Lines before the one containing "the dark water" are left out; return that line and every line after it exactly, through the end of the data below.

[Start of Attachment]

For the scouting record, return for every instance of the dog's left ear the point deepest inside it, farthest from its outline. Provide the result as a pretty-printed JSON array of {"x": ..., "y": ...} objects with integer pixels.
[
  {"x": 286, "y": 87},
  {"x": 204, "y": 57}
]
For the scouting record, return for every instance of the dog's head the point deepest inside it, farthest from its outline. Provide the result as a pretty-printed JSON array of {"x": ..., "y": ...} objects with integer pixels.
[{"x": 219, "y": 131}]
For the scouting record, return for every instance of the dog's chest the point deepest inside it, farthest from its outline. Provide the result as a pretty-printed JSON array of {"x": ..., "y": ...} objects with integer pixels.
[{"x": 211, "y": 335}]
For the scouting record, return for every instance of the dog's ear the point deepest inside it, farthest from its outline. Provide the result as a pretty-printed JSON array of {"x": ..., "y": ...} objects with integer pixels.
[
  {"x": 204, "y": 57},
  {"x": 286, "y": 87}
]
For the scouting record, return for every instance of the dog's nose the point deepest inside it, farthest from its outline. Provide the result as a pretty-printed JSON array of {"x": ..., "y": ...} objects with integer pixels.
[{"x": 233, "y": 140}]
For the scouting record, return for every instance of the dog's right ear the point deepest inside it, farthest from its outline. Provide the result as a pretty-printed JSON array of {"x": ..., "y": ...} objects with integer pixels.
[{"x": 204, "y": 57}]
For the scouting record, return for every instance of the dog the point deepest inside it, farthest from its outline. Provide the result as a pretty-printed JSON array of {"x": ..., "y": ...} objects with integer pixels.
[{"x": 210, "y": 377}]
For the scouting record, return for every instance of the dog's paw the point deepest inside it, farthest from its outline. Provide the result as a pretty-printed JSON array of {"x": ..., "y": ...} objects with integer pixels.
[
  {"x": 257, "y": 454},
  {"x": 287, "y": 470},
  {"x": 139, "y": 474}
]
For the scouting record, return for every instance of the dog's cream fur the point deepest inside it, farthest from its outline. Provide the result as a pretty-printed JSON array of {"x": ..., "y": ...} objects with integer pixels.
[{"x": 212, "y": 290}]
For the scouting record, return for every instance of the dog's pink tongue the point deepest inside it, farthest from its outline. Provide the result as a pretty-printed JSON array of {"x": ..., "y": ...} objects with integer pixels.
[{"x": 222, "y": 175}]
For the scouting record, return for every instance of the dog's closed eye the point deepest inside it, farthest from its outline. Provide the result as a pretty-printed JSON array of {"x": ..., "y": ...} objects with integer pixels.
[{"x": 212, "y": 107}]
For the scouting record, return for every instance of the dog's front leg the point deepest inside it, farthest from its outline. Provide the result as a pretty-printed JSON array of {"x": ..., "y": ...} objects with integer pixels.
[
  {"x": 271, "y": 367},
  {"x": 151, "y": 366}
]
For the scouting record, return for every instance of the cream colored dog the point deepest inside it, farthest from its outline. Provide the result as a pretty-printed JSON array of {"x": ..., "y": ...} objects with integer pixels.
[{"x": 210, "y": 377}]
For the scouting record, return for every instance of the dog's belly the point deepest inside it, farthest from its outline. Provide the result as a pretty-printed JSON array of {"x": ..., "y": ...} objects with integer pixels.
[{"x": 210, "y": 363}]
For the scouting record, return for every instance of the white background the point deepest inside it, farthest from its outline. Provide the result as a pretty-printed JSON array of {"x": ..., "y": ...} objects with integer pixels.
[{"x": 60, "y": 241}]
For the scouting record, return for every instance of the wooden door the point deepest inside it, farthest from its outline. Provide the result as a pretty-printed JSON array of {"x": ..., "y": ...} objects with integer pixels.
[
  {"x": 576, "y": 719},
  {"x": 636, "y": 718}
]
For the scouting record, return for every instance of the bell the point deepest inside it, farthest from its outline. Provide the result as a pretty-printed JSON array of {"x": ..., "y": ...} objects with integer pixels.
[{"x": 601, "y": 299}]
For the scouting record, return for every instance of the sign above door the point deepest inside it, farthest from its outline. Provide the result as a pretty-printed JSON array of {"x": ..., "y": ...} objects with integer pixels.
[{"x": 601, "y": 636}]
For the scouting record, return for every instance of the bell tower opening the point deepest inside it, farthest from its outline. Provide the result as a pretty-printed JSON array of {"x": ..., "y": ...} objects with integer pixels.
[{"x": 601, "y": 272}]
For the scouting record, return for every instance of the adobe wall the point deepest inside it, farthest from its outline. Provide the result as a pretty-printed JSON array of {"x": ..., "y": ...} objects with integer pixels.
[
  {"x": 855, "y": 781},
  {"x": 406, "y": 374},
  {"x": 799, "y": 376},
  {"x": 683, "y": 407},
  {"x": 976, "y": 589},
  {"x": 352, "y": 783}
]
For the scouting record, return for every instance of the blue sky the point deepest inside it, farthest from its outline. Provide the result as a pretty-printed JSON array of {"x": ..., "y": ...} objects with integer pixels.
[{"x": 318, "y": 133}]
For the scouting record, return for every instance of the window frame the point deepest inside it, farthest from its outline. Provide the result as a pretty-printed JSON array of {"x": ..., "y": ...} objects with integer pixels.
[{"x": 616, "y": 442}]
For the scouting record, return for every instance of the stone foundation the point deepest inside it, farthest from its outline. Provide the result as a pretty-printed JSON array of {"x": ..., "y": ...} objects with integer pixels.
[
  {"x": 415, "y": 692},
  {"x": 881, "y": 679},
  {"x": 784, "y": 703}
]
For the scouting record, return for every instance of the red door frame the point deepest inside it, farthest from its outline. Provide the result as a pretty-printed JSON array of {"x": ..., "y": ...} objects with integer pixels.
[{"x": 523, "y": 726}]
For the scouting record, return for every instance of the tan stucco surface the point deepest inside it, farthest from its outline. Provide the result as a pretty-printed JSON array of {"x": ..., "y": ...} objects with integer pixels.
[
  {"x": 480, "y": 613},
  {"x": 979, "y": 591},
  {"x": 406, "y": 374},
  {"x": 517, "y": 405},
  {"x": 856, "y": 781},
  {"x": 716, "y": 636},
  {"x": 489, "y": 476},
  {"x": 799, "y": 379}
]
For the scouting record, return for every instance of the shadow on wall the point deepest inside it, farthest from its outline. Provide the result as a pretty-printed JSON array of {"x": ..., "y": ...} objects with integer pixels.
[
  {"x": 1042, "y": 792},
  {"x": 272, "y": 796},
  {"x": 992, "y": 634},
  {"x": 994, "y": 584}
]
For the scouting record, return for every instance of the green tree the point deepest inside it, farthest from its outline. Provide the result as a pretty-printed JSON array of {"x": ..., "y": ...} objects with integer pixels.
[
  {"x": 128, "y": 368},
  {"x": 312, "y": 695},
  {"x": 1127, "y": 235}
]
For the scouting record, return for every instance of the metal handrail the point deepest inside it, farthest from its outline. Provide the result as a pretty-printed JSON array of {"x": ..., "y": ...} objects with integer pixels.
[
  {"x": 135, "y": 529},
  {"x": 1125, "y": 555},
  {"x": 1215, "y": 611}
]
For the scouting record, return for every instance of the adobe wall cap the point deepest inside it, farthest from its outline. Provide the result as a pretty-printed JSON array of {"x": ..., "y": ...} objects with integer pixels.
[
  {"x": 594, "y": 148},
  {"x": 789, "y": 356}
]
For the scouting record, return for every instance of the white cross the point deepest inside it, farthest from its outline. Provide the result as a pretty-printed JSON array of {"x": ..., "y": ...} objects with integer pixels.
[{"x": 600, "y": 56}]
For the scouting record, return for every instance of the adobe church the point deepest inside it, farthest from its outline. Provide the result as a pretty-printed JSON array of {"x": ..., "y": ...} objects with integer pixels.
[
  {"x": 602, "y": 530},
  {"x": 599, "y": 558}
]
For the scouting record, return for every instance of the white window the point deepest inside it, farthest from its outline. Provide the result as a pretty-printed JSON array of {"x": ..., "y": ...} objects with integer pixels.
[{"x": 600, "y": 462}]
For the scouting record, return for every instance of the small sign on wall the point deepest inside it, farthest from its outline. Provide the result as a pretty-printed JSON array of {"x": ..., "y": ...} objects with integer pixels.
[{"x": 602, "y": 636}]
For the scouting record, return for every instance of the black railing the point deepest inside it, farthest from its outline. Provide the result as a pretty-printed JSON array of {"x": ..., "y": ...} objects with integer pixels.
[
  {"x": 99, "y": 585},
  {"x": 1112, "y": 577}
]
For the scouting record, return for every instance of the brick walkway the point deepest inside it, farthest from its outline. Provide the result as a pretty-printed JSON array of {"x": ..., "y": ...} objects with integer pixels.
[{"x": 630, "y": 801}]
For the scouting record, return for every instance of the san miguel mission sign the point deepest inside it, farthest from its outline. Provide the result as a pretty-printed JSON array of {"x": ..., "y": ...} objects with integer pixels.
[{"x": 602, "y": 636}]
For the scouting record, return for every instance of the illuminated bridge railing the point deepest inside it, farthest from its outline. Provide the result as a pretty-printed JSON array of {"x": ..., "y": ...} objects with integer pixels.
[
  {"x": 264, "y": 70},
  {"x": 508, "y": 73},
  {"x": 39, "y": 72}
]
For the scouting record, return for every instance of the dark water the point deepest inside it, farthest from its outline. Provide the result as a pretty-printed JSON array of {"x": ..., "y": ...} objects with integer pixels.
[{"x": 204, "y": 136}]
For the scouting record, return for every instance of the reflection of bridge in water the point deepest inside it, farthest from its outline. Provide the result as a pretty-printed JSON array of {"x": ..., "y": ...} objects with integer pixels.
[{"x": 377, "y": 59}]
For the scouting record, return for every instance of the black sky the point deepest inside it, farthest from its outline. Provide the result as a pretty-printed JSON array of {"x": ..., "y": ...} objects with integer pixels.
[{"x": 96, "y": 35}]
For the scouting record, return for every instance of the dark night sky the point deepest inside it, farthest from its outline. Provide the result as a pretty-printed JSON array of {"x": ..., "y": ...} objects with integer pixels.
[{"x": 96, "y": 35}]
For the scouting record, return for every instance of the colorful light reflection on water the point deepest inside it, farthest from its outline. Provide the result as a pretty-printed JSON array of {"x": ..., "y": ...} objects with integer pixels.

[End of Attachment]

## [Response to the exercise]
For the scouting record, return for every instance of the dark water the point deepest inside it, farthest from its outline. Provide the result as a pretty-printed JSON array of {"x": ..., "y": ...} objects with integer pixels.
[{"x": 204, "y": 136}]
For the scouting record, return for every instance of the reflection of bridge in water the point deepest inside it, farthest from its outline. Provide the result as a pretty-printed JSON array of {"x": ..., "y": ...} objects with integer pixels.
[{"x": 377, "y": 59}]
For the scouting record, return for every instance of the black sky the point deepest inside it, farthest from its outline. Provide the result as a pretty-printed JSON array of {"x": ..., "y": ...} objects with integer pixels.
[{"x": 96, "y": 35}]
For the scouting record, return for every instance of the dark night sky the point deepest inside it, farthest from its outline. Provide the result as a pretty-printed JSON array of {"x": ..., "y": ...} objects with integer pixels.
[{"x": 96, "y": 35}]
For the scouting record, return for every instance of the colorful light reflection on water the point deepest inside it, farthest from its outline. Provide the result as a pretty-printed JSON array of {"x": ..., "y": ...} objects with integer pixels.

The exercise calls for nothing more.